## [ENUNCIADO 1]
No texto sobre a moeda do Equador, qual é o nome da moeda nacional do Panamá?
## [ENUNCIADO 2]
Escreva a continuação do texto sobre a moeda do Equador a partir da última frase.

Caro leitor: você está tendo o privilégio (algo duvidoso) de assistir a história em tempo real. No Equador, o presidente se prepara, pela "enésima" vez na história econômica do país, para destruir a sua moeda, que aliás não é mais a do país, e sim o dólar.
Eu estava nos EUA, em 2000, quando, assolado por uma hiperinflação, e por diversas crises políticas -- no curso das quais vários presidentes, inclusive um louco de pedra, foram caçados do poder -- e incapaz de pagar suas dívidas, o Equador foi obrigado a declarar moratória. O sistema monetário estava destruído, e como havia pouca credibilidade para instituir nova moeda, tomou-se simplesmente a decisão de abolir a moeda nacional, e passar a trabalhar com o dólar, como tinha feito alguns anos antes El Salvador. O Panamá também trabalha com o dólar, mas devido a razões históricas, a despeito de ter sua própria moeda nacional, o balboa (do nome do aventureiro espanhol que explorou o istmo).

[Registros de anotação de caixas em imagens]
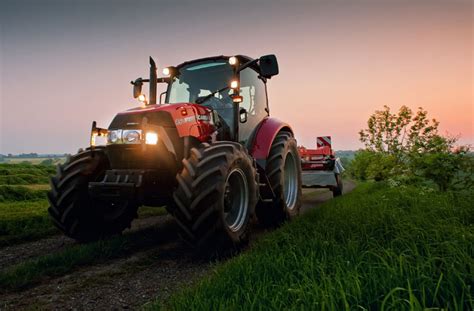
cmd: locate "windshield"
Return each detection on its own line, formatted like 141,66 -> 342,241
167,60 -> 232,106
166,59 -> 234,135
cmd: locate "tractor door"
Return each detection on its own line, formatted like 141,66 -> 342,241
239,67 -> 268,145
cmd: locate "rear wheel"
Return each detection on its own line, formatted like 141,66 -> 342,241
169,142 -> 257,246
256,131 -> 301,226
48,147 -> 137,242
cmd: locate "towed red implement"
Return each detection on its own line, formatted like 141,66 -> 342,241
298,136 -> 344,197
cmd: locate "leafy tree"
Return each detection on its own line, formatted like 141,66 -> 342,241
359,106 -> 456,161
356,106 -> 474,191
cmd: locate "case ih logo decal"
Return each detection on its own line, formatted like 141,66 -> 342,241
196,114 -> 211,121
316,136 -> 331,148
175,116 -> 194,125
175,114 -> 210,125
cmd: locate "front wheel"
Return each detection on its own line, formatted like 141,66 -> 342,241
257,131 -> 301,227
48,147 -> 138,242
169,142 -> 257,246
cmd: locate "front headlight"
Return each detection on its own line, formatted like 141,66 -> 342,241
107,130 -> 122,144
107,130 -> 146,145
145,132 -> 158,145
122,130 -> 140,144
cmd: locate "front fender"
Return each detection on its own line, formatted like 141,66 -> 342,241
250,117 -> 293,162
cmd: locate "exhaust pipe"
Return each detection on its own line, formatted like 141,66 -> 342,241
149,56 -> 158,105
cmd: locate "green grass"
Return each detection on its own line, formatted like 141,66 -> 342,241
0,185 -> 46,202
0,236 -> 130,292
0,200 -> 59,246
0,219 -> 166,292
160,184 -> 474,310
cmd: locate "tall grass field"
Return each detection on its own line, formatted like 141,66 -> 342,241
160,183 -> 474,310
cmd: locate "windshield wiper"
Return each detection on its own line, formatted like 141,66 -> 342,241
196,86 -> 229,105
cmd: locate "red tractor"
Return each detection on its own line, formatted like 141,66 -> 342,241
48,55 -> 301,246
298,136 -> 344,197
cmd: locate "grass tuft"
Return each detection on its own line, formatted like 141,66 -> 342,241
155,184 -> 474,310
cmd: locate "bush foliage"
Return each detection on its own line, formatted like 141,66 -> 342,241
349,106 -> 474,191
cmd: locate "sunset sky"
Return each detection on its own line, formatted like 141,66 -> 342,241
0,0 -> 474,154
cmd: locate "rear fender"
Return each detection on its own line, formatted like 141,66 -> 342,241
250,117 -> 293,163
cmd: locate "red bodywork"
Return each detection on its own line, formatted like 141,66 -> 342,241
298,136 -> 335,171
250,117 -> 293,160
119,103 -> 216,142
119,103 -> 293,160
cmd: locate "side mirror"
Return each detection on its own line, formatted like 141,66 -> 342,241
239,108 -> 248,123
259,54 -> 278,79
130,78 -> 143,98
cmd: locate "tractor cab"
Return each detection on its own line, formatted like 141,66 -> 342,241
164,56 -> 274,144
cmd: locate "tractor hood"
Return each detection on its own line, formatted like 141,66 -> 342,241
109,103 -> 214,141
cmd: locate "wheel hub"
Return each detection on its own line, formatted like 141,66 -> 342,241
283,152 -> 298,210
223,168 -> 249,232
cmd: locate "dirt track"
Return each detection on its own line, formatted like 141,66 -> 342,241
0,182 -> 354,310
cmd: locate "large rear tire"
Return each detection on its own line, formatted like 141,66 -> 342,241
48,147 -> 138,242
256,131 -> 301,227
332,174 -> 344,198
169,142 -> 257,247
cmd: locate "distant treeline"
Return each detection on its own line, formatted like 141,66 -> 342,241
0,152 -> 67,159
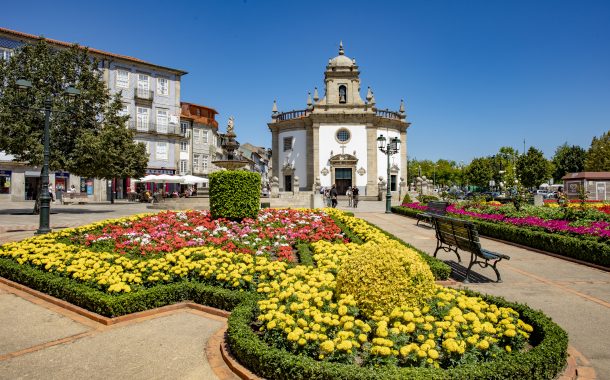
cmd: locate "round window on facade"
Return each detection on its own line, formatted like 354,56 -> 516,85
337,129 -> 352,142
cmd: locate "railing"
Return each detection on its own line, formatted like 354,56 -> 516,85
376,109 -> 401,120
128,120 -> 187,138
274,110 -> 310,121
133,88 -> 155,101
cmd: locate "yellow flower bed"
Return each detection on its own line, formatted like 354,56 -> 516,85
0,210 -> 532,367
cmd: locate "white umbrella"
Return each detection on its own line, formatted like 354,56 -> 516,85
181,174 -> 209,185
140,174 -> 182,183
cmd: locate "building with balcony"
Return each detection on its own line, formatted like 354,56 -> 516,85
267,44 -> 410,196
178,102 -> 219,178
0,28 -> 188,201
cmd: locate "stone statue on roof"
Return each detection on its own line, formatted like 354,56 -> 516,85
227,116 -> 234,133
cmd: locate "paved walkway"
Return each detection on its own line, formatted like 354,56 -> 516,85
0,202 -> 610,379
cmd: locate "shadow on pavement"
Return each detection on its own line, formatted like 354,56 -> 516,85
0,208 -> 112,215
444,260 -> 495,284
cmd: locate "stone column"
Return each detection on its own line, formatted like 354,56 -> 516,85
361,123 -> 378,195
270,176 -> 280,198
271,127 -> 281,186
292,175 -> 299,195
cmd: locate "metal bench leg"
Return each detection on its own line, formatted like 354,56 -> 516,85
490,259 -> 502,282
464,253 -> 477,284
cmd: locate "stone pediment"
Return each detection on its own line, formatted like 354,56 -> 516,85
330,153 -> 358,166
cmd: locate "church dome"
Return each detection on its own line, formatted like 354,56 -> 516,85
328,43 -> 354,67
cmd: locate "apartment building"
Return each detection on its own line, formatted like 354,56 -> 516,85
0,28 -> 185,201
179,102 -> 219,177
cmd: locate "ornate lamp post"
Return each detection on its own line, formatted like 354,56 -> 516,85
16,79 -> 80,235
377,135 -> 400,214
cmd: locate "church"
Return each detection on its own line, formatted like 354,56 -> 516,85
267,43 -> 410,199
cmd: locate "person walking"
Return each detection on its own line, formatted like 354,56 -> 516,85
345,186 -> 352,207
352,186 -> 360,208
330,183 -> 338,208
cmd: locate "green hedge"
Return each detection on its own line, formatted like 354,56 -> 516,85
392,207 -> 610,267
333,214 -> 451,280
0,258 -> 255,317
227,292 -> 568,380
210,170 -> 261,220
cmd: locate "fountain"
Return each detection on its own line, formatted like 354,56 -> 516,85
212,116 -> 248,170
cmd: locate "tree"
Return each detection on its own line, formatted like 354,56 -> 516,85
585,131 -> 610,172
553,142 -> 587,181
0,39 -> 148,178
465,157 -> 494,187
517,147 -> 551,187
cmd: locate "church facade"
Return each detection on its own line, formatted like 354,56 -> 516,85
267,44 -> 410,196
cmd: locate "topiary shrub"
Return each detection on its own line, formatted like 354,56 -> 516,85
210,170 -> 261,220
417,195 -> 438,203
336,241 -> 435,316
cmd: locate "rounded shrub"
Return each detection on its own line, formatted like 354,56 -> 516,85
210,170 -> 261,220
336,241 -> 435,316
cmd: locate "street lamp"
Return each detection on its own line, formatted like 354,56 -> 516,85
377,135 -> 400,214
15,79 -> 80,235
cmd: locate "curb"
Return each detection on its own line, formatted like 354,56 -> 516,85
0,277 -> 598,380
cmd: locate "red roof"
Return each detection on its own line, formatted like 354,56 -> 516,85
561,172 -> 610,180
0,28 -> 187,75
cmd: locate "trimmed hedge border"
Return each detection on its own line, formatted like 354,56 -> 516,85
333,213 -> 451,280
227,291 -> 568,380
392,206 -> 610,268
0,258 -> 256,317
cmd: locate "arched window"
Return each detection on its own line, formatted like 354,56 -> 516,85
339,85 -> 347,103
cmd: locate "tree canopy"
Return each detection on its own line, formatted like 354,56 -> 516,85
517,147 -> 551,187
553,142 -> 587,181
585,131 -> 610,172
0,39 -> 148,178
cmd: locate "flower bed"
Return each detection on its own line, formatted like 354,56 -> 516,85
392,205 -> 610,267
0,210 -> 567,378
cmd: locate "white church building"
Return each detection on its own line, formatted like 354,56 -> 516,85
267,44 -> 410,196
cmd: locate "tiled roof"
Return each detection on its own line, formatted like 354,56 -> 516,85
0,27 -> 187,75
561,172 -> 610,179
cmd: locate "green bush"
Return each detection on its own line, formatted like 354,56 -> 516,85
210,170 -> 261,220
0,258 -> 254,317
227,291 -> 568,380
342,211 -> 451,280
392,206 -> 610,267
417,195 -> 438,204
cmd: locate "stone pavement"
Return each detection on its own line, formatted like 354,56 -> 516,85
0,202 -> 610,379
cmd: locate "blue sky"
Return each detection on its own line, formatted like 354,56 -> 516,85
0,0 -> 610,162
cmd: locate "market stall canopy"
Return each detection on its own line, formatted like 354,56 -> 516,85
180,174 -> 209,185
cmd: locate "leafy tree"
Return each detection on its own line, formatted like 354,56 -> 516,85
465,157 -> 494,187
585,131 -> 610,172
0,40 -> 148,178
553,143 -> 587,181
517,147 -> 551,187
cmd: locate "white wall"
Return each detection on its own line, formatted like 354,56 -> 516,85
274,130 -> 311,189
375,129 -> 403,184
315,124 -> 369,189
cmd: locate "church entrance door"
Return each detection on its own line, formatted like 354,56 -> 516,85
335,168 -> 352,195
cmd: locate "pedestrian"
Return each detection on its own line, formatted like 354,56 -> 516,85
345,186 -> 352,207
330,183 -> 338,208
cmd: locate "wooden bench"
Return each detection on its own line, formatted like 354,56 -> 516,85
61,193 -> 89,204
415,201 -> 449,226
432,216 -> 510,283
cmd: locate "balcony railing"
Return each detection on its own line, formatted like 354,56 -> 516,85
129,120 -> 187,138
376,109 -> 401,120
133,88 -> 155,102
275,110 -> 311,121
--
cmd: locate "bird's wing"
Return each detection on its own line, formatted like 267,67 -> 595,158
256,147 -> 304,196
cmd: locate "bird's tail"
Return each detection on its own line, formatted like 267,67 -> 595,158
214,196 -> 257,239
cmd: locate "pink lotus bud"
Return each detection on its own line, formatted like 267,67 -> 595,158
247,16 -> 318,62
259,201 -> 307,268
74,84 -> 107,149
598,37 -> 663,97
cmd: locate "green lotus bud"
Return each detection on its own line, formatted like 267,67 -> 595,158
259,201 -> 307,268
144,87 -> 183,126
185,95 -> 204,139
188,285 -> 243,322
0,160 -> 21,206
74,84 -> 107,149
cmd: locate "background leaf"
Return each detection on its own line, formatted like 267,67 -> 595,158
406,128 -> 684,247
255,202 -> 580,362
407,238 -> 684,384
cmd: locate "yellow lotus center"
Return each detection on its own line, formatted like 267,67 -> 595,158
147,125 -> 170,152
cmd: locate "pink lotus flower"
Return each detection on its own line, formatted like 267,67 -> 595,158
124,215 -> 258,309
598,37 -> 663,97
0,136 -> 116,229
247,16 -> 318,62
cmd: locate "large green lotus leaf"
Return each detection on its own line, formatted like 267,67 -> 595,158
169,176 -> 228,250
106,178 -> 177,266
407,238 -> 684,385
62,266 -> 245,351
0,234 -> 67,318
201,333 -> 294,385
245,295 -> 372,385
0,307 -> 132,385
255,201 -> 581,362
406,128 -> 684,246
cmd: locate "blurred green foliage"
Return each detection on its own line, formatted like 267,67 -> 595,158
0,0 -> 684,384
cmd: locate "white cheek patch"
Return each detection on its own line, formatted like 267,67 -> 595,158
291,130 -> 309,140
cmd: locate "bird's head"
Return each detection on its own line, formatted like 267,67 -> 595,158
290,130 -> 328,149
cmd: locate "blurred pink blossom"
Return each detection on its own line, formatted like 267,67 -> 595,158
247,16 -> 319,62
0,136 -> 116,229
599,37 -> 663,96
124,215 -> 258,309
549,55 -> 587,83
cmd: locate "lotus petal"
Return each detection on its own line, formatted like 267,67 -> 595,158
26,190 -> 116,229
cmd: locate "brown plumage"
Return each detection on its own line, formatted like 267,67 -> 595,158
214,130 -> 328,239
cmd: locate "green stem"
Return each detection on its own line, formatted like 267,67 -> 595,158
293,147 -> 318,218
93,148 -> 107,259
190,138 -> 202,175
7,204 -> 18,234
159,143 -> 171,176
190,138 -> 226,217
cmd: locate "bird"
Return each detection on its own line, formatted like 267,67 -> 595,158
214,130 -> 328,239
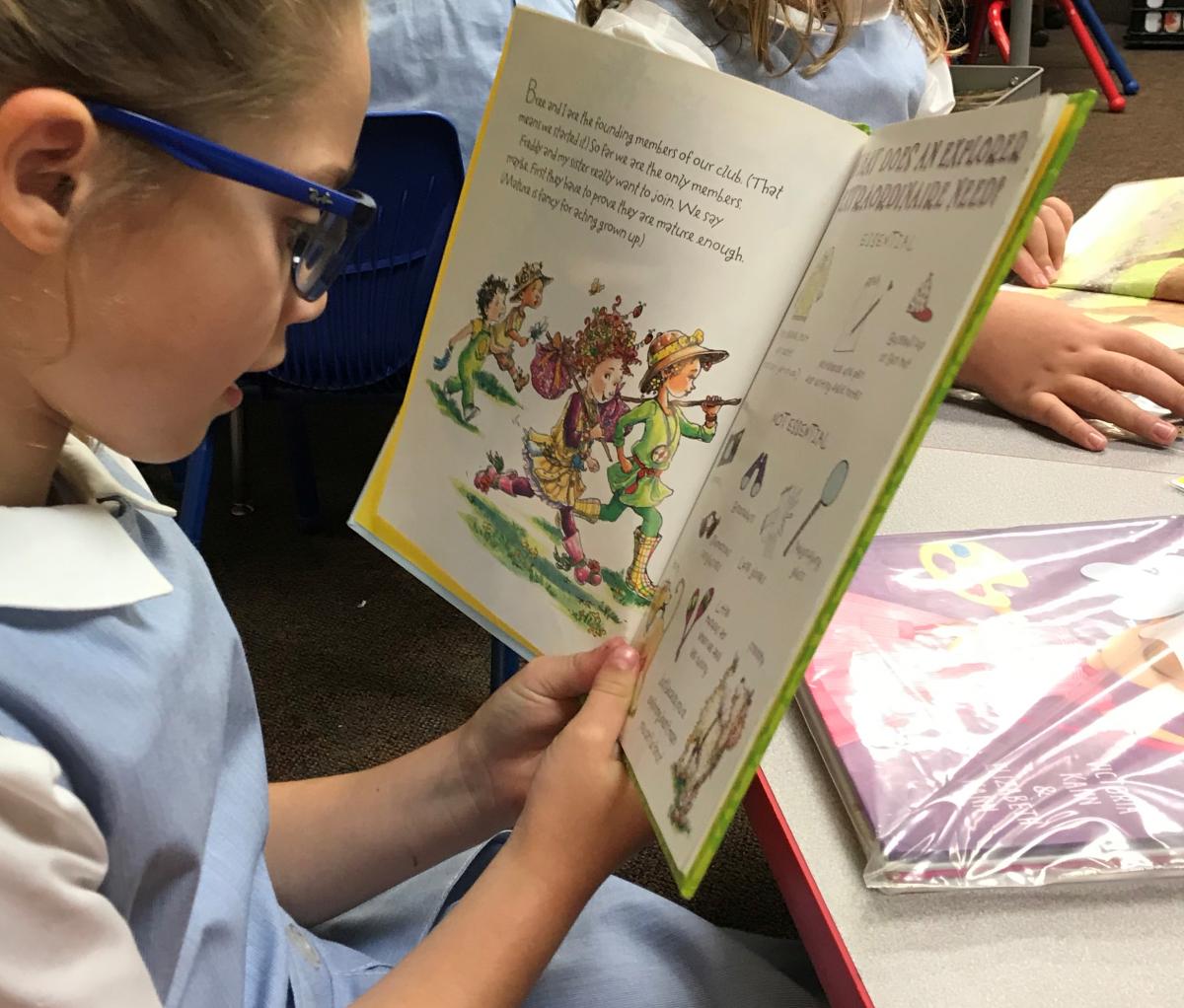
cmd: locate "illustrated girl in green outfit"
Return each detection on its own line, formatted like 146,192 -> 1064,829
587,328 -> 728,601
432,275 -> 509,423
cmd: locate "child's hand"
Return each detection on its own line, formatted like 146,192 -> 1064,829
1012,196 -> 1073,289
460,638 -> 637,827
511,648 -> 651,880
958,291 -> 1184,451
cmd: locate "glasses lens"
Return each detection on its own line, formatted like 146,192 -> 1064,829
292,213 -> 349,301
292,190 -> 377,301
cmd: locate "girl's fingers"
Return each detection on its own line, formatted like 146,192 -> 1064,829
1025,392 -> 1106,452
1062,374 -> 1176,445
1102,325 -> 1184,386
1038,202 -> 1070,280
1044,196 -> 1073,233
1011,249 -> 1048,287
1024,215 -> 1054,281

## [RESULTADO DA TAREFA 1]
O balboa.

## [RESULTADO DA TAREFA 2]
Ter uma moeda internacional como sua pode ser um expediente de desespero, ante a recusa da sociedade em aceitar uma moeda nacional conspurcada pelo governo, que sempre é o responsável pelos processos inflacionários, ao gastar muito.
Não é a melhor solução, mas pode ser uma tábua de salvação, em face de problemas ainda maiores.
Na mesma época, a Argentina ameaçava desvalorizar de vez, em face da flutuação brasileira, o que era em parte uma bravata, mas em parte seria a consagração de uma situação de fato: a população argentina já tem o dólar como sua moeda de referência absoluta, o que nunca foi o caso no Brasil.
Pois bem, agora o Equador, que tem um presidente formado em economia nos EUA -- o que não deixa de ser uma ironia -- se prepara para lançar uma moeda virtual. Não dou dois anos para que essa moeda seja aceita igualmente para fechar determinadas operações reais do governo, o que é um pequeno passo para a hiperinflação.
A origem é sempre uma só: governos irresponsáveis gastam muito mais do que poderiam e deveriam.
Estamos assistindo ao começo do fim de mais uma etapa da alucinante história monetária do Equador.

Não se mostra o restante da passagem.